*Problem*: Copy every line of the records exactly, without including the images.

##### The data #####

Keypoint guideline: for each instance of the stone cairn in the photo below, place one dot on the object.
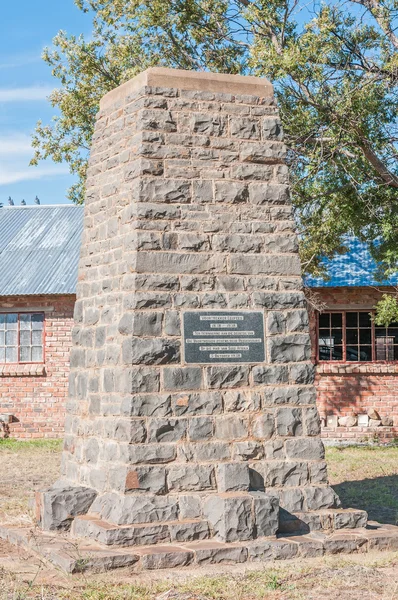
(187, 216)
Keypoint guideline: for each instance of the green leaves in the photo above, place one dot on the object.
(335, 78)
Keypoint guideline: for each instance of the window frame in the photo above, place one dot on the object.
(344, 341)
(27, 312)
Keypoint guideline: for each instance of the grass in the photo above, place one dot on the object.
(364, 477)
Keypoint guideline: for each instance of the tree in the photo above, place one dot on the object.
(334, 68)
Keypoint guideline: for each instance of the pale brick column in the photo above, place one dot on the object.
(188, 209)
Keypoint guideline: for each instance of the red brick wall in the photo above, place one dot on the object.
(353, 388)
(36, 394)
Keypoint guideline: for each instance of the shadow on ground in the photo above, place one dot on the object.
(378, 496)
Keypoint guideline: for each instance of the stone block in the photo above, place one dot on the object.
(305, 449)
(231, 427)
(263, 426)
(190, 506)
(186, 478)
(57, 506)
(289, 422)
(182, 378)
(318, 497)
(189, 531)
(233, 477)
(230, 516)
(167, 430)
(227, 377)
(266, 514)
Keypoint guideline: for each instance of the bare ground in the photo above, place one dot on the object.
(364, 477)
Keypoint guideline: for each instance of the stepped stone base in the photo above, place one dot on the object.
(76, 555)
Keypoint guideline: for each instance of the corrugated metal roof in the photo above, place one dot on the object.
(39, 249)
(356, 268)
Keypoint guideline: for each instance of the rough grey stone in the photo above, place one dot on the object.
(146, 479)
(304, 448)
(235, 401)
(312, 422)
(248, 450)
(231, 427)
(189, 532)
(264, 426)
(289, 348)
(321, 497)
(200, 428)
(186, 478)
(289, 422)
(182, 378)
(233, 477)
(172, 325)
(167, 430)
(190, 507)
(227, 377)
(207, 403)
(157, 351)
(137, 508)
(58, 505)
(230, 517)
(230, 192)
(269, 375)
(266, 514)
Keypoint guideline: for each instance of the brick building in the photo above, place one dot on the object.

#####

*Result for this exercise*:
Keypoint guideline: for each instance of the stone cairn in the photo below, place one dot on the object.
(187, 216)
Keypoint guideline: for each instance of the green leaves in the photo above, place one dot on the object.
(335, 78)
Keypoint guideline: for each instance of the window frame in the photo above, place one dot on the object.
(344, 341)
(27, 312)
Keypoint guideline: for each instance of the grass in the photo above, place one dot on the object.
(364, 477)
Keypoint guideline: for each instance of the tree in the photo above, place one dot on the object.
(334, 68)
Keypoint guideline: for each instance of the pale brick column in the photo above, place one dot on the object.
(188, 209)
Keypoint guideline: for each instance of the red brick wall in the photo above, place one dot on the object.
(353, 388)
(36, 394)
Keypoint guideline: for each instance of the shadow on ground in the photo above, place one dot on the object.
(378, 496)
Keypoint guideline: for each instance of the stone block in the photo above, place one dot on the object.
(305, 449)
(231, 427)
(263, 426)
(190, 506)
(186, 478)
(57, 506)
(289, 422)
(182, 378)
(318, 497)
(189, 531)
(233, 477)
(230, 516)
(167, 430)
(227, 377)
(266, 514)
Keypoint guideline: for each instance of the bare ground in the photo above, place one dot on the object.
(364, 477)
Keypoint guideline: for each instance of the stepped stone base in the photo above, place one dot on the object.
(76, 555)
Keypoint guideline: for each instance of the corrugated metal roof in the photo above, place one dot on the object.
(39, 249)
(356, 268)
Keypoint guideline: for each instance of the rough grey stone in the photo above, place one dot on the object.
(146, 479)
(304, 448)
(235, 401)
(312, 422)
(248, 450)
(231, 427)
(189, 532)
(264, 426)
(289, 348)
(321, 497)
(200, 428)
(186, 478)
(289, 422)
(182, 378)
(233, 477)
(172, 325)
(167, 430)
(190, 507)
(227, 377)
(207, 403)
(157, 351)
(137, 508)
(58, 505)
(230, 517)
(230, 192)
(269, 375)
(266, 514)
Keypoint guideline: for each instance of the brick building in the photo above, place one dot on the object.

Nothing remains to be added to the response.